GIVEN TASK: Restate each entry word for word, leaving nothing out.

RECORDS FOR THE EXERCISE:
══════════

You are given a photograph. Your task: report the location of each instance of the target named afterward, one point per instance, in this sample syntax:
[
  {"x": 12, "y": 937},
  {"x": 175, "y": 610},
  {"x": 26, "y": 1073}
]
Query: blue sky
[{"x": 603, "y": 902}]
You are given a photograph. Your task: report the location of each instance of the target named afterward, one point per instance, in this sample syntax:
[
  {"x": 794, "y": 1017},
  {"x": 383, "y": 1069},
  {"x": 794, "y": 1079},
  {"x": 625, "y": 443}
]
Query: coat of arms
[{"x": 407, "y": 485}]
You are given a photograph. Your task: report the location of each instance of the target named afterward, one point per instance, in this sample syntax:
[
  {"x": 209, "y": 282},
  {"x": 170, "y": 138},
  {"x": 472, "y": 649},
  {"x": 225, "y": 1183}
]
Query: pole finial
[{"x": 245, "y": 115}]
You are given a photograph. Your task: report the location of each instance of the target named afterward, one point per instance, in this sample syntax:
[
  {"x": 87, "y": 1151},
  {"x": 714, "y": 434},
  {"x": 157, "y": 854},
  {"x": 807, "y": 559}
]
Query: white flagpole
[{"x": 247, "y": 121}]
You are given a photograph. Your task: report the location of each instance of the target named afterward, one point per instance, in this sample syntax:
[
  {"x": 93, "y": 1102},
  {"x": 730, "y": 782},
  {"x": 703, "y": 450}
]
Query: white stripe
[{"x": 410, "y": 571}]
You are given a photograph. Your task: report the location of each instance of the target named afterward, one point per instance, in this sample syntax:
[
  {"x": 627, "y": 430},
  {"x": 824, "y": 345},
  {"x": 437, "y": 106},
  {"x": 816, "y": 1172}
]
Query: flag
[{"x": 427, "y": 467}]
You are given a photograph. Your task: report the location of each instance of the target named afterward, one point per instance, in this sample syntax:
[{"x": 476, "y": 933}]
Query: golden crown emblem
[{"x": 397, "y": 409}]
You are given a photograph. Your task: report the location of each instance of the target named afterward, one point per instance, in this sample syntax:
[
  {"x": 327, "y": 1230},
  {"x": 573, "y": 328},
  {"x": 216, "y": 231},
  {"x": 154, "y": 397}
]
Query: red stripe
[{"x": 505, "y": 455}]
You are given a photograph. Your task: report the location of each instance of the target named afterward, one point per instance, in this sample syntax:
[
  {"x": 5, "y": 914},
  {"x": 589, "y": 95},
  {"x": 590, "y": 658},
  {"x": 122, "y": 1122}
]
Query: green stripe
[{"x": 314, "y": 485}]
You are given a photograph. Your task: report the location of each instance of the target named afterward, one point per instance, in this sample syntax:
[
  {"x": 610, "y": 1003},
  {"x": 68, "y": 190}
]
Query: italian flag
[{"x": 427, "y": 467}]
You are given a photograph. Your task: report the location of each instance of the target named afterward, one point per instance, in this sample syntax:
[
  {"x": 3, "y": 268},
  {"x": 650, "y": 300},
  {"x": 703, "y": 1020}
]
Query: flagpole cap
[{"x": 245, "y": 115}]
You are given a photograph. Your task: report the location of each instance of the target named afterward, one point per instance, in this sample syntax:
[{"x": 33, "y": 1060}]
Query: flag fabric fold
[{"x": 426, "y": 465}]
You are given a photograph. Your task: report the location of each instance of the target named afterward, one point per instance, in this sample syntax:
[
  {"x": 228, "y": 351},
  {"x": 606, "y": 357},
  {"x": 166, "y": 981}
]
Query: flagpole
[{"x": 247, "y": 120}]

══════════

CORRECT ANSWER:
You are given a photograph. Your task: report the location of each instance of the target named afterward, one point per instance, in this sample syntax:
[
  {"x": 12, "y": 937},
  {"x": 175, "y": 610},
  {"x": 26, "y": 1073}
]
Query: blue sky
[{"x": 603, "y": 902}]
You are given a photograph. Your task: report the location of each instance of the target named afterward, one point per instance, in this sample syntax:
[
  {"x": 794, "y": 1017},
  {"x": 383, "y": 1069},
  {"x": 794, "y": 1079},
  {"x": 625, "y": 443}
]
Query: coat of arms
[{"x": 407, "y": 485}]
You are given a photograph. Your task: report the location of each instance of the target named afterward, one point per instance, in this sample syntax:
[
  {"x": 209, "y": 282},
  {"x": 170, "y": 138},
  {"x": 472, "y": 649},
  {"x": 225, "y": 1183}
]
Query: pole finial
[{"x": 245, "y": 115}]
You are given a photograph. Your task: report the location of each instance of the target named afterward, one point per instance, in this sample syntax:
[
  {"x": 87, "y": 1151},
  {"x": 714, "y": 434},
  {"x": 157, "y": 854},
  {"x": 807, "y": 559}
]
Query: white flagpole
[{"x": 247, "y": 121}]
You are given a photograph. Your task: report the location of each instance of the target named afterward, one point per instance, in this sample syntax:
[
  {"x": 93, "y": 1102},
  {"x": 730, "y": 782},
  {"x": 703, "y": 450}
]
Query: white stripe
[{"x": 410, "y": 571}]
You are given a photograph. Your task: report the location of each instance of the target named afterward, one point per instance, in this sample syntax:
[
  {"x": 627, "y": 430},
  {"x": 824, "y": 345},
  {"x": 437, "y": 106},
  {"x": 816, "y": 1172}
]
Query: flag
[{"x": 427, "y": 467}]
You are given a photograph. Your task: report the location of each instance of the target named afterward, one point per instance, in this sample syntax:
[{"x": 476, "y": 933}]
Query: golden crown emblem
[{"x": 397, "y": 409}]
You are given a photograph. Your task: report the location of each instance of the target named afterward, one point per instance, in this sample syntax:
[
  {"x": 327, "y": 1230},
  {"x": 573, "y": 328},
  {"x": 216, "y": 231},
  {"x": 154, "y": 397}
]
Query: red stripe
[{"x": 505, "y": 455}]
You are given a photograph. Your task: report the location of each instance of the target named afterward, one point per instance, in this sample syntax:
[
  {"x": 5, "y": 914},
  {"x": 589, "y": 95},
  {"x": 590, "y": 658},
  {"x": 122, "y": 1122}
]
Query: green stripe
[{"x": 314, "y": 485}]
You are given a photograph. Your task: report the location of each instance of the target named afterward, one point per instance, in this sample syntax:
[
  {"x": 610, "y": 1003},
  {"x": 68, "y": 190}
]
Query: italian flag
[{"x": 427, "y": 467}]
You are given a photograph. Your task: report the location of each instance of the target named afterward, one point per instance, in this sample syntax:
[
  {"x": 3, "y": 268},
  {"x": 650, "y": 300},
  {"x": 703, "y": 1020}
]
Query: flagpole cap
[{"x": 245, "y": 115}]
You are given a photograph. Your task: report the location of each instance of the target named afterward, one point per instance, in this sample syntax:
[{"x": 33, "y": 1060}]
Query: flag fabric fold
[{"x": 426, "y": 465}]
You are given a photograph. Your task: report the location of each instance of the target named afterward, one point per instance, in this sample syntax:
[
  {"x": 228, "y": 351},
  {"x": 606, "y": 357},
  {"x": 166, "y": 981}
]
Query: flagpole
[{"x": 247, "y": 120}]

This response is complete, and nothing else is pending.